Risk factors for metabolic syndrome in individuals with recent-onset psychosis at disease onset and after 1-year follow-up


Metabolic syndrome (MetS) is a cluster of parameters encompassing the most dangerous heart attack risk factors, associated with increased morbidity and mortality. It is highly prevalent in recent-onset psychosis (ROP) patients. In this pilot study, we evaluated MetS parameters (fasting glucose, high-density lipoprotein (HDL) cholesterol (HDL-c), fasting triglycerides, waist circumference, and systolic and diastolic blood pressure), clinical symptoms, pharmacological treatment, lifestyle, and inflammatory markers in 69 patients with ROP and 61 healthy controls (HCs). At baseline, waist circumference (p = 0.005) and fasting triglycerides (p = 0.007) were higher in patients with ROP than in HCs. At the 1-year follow-up, patients showed clinical improvement, with a reduction in the positive and negative syndrome scale (PANSS) score (p < 0.001), dietary intake (p = 0.001), and antipsychotic medication dose (p < 0.001); however, fasting glucose (p = 0.011), HDL-c (p = 0.013) and waist circumference worsened (p < 0.001). We identified sex, age, BMI, dietary intake, physical activity, daily tobacco use, daily cannabis use, and antipsychotic doses as risk factors contributing to baseline MetS parameters. After 1-year follow-up, those factors plus the PANSS and Calgary Depression Scale for Schizophrenia (CDSS) scores were associated with MetS parameters. Further studies are needed to understand the contributions of the studied risk factors in patients with ROP at onset and during disease progression.
━━━━
Exercise —
Return the full abstract on metabolic syndrome risk factors in recent-onset psychosis word for word.

Referring-expression pointing data:
━━━━
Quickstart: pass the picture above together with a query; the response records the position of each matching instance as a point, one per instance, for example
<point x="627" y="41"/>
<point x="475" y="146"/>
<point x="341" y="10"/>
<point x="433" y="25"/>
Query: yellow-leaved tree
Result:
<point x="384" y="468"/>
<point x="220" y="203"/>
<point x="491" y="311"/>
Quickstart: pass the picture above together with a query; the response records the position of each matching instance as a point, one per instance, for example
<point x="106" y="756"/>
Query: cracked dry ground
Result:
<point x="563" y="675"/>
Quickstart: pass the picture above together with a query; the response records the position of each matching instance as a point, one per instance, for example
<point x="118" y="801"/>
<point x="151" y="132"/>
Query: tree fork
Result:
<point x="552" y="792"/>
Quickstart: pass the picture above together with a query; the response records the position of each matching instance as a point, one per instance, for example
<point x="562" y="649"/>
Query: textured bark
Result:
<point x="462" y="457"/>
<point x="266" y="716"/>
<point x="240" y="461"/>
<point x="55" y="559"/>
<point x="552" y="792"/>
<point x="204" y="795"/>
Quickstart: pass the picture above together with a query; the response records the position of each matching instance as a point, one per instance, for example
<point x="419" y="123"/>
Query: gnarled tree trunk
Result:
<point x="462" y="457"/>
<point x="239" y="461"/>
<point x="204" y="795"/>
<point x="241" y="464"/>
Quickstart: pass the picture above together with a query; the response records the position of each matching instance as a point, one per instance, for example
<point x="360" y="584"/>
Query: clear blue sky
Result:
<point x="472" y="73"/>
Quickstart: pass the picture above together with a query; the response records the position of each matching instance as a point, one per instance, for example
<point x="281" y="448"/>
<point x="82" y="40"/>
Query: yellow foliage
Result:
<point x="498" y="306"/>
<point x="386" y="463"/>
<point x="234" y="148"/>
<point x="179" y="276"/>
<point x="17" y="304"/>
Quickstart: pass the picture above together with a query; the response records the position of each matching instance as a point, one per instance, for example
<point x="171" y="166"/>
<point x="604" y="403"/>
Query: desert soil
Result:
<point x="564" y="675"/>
━━━━
Your response —
Risk factors for metabolic syndrome in individuals with recent-onset psychosis at disease onset and after 1-year follow-up


Metabolic syndrome (MetS) is a cluster of parameters encompassing the most dangerous heart attack risk factors, associated with increased morbidity and mortality. It is highly prevalent in recent-onset psychosis (ROP) patients. In this pilot study, we evaluated MetS parameters (fasting glucose, high-density lipoprotein (HDL) cholesterol (HDL-c), fasting triglycerides, waist circumference, and systolic and diastolic blood pressure), clinical symptoms, pharmacological treatment, lifestyle, and inflammatory markers in 69 patients with ROP and 61 healthy controls (HCs). At baseline, waist circumference (p = 0.005) and fasting triglycerides (p = 0.007) were higher in patients with ROP than in HCs. At the 1-year follow-up, patients showed clinical improvement, with a reduction in the positive and negative syndrome scale (PANSS) score (p < 0.001), dietary intake (p = 0.001), and antipsychotic medication dose (p < 0.001); however, fasting glucose (p = 0.011), HDL-c (p = 0.013) and waist circumference worsened (p < 0.001). We identified sex, age, BMI, dietary intake, physical activity, daily tobacco use, daily cannabis use, and antipsychotic doses as risk factors contributing to baseline MetS parameters. After 1-year follow-up, those factors plus the PANSS and Calgary Depression Scale for Schizophrenia (CDSS) scores were associated with MetS parameters. Further studies are needed to understand the contributions of the studied risk factors in patients with ROP at onset and during disease progression.